- _Tugas yang Diberikan_:
Lanjutkan teks di bawah tentang hubungan iman dan ilmu serta klasifikasi ilmu keislaman, mulai setelah kalimat terakhir yang tertera.

Nurcholis Madjid menjelaskan tentang hubungan organik antara
iman dan ilmu Islam. Menurutnya, ilmu adalah hasil pelaksanaan perintah Tuhan
untuk memperhatikan dan memahami alam raya ciptaan-Nya, sebagai manifestasi
atau penyingkapan tabir akan rahasia-Nya[3].
Sejalan dengan argument ini juga dijelaskan oleh Ibnu Rusyd, seorang filosof
muslim, dalam makalahnya “Fashl al-maqal wa Taqrir ma Bain al-Hikmah wa
al-Syari’ah min al-Ittishal”, bahwa antara iman dan ilmu tidak terpisahkan,
meskipun dapat dibedakan. Dikatakan demikian karena iman tidak saja mendorong bahkan juga menghasilkan ilmu serta
membimbing ilmu dalam pertimbangan moral dan etis dalam penggunaannya. Ilmu
juga berbeda dari iman karena ilmu bersandar pada observasi terhadap alam dan
disusun melalui proses penalaran rasional (berpikir), sedangkan iman bersandar
pada sikap membenarkan atau mendukung pembenaran berita yang dibawa oleh
pembawa berita, yaitu nabi, yang menyampaikan berita tersebut kepada umat
manusia selaku utusan Allah (Rasul)[4].
B.
Klasifikasi Ilmu Keislaman
Menurut Dr. M. Quraish Shihab
dalam bukunya “Membumikan Alqur’an”[5],
Alqur’an menggunakan kata ‘ilm dalam berbagai bentuk dan artinya
sebanyak 854 kali, salah satunya sebagai “proses pencapaian pengetahuan dan
objek pengetahuan” (QS. Al-Baqarah ayat 31-32). Pembicaraan tentang ilmu
mengantarkan kepada pembicaraan tentang sumber-sumber ilmu di samping
klasifikasi dan ragam disiplinnya. Saat ini, ahli keislaman berpendapat bahwa
ilmu menurut Alqur’an mencakup segala macam pengetahuan yang berguna bagi
manusia dalam kehidupannya, baik masa kini maupun masa depan; fisika atau
metafisika.
Berbeda dengan klasifikasi
ilmu yang digunakan oleh para filosof (muslim/ non muslim) pada masa-masa
silam, para pemikir Islam abad XX, khususnya setelah Seminar Internasional
Pendidikan Islam di Makkah pada tahun 1977, mengklasifikasikan ilmu menjadi dua
kategori:
1) Ilmu abadi (perennial knowledge)
yang berdasarkan kepada wahyu Ilahi yang tertera dalam Alqur’an dan Hadits
serta segala yang dapat diambil dari keduanya.

- _Baris Data_:
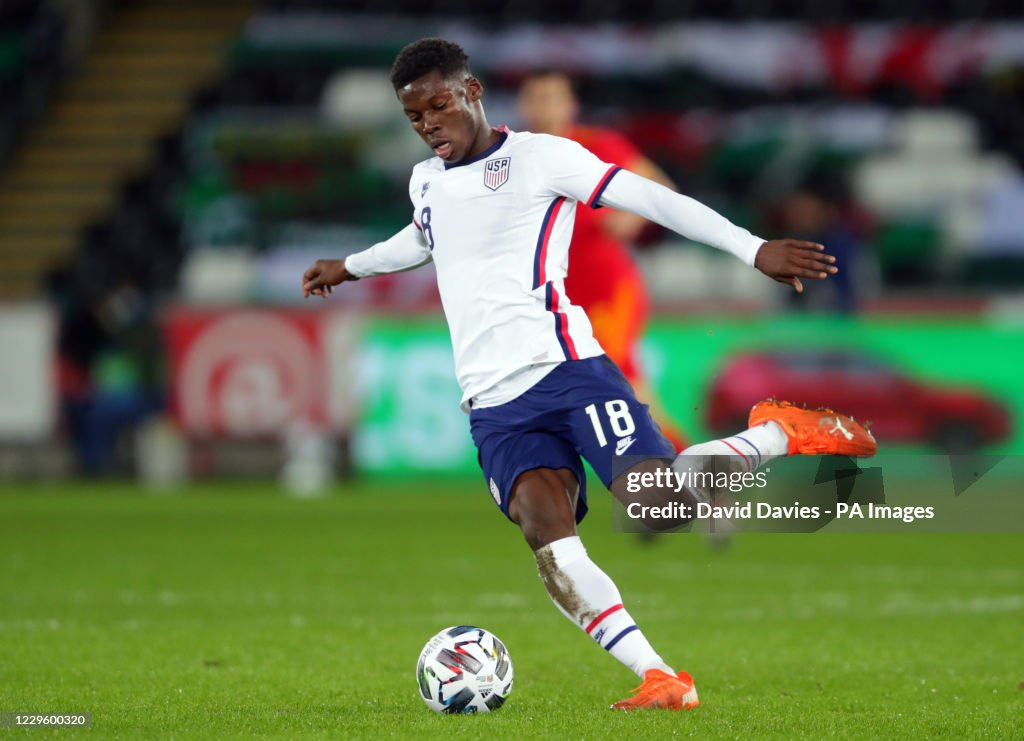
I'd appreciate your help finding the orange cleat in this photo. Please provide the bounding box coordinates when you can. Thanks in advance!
[750,399,879,456]
[611,669,700,710]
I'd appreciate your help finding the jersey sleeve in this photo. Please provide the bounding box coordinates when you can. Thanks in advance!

- _Hasil Tugas_:
2) Ilmu yang dicari (acquired
knowledge) termasuk sains kealaman dan terapannya yang dapat berkembang
secara kualitatif dan penggandaan, variasi terbatas dan pengalihan antar budaya
selama ida bertentangan denga syari’ah sebagai sumber nilai.
Dengan demikian, dapat
dipahami bahwa dari sudut normative Islam adalah wahyu yang bersifat mutlak
(absolute), sehingga kepadanya tidak dapat diberlakukan paradigma ilmu
pengetahuan yang sifatnya nisbi (relative). Jadi sebagai agama, Islam lebih
bersifat memihak, romantis, apologis, dan subyektif. Jika dilihat dari sudut
historis, yaitu Islam dalam arti yang dipraktekkan oleh manusia serta tumbuh
dan berkembang dalam sejarah kehidupan manusia, maka Islam dapat dikatakan
sebagai sebuah disiplin ilmu yaitu ilmu keislaman atau studi Islam.
Ilmu keislaman merupakan ilmu
yang berhubungan tentang segala hal yang bertalian dengan agama Islam. Ilmu ini
telah dirumuskan sekitar abad ke-2, 3, dan 4 Hijriyah atau abad ke-8, 9, dan 10
Masehi. Pada abad tersebut keilmuan memperoleh kemajuan yang luar biasa,
lahirnya sejumlah ahli-ahli di bidang ilmu keislaman memperlihatkan ramainya pembahasan ilmiah dibidang
ini. Pada periode ini telah muncul para mujtahid besar yang mungkin tidak dapat
ditandingi mujtahid periode manapun. Berdasarkan sejarah perkembangan tersebut,
ilmu-ilmu keislaman dapat diklasifikasikan sebagaimana yang dikelompokkan oleh
Harun Nasution berikut ini[6]:
a) Kelompok dasar, meliputi:
tafsir, hadits, aqidah/ ilmu kalam, filsafat Islam, tasawuf, tarekat,
perbandingan agama, serta perkembangan modern dalam ilmu-ilmu tafsir, hadits,
ilmu kalam dan filsafat.
b) Kelompok cabang, meliputi:
1. Ajaran yang mengatur
masyarakat, terdiri dari ushul fiqh, fikih muamalah, fikih ibadah, fikih
siyasah, peradilan, dan perkembangan modern.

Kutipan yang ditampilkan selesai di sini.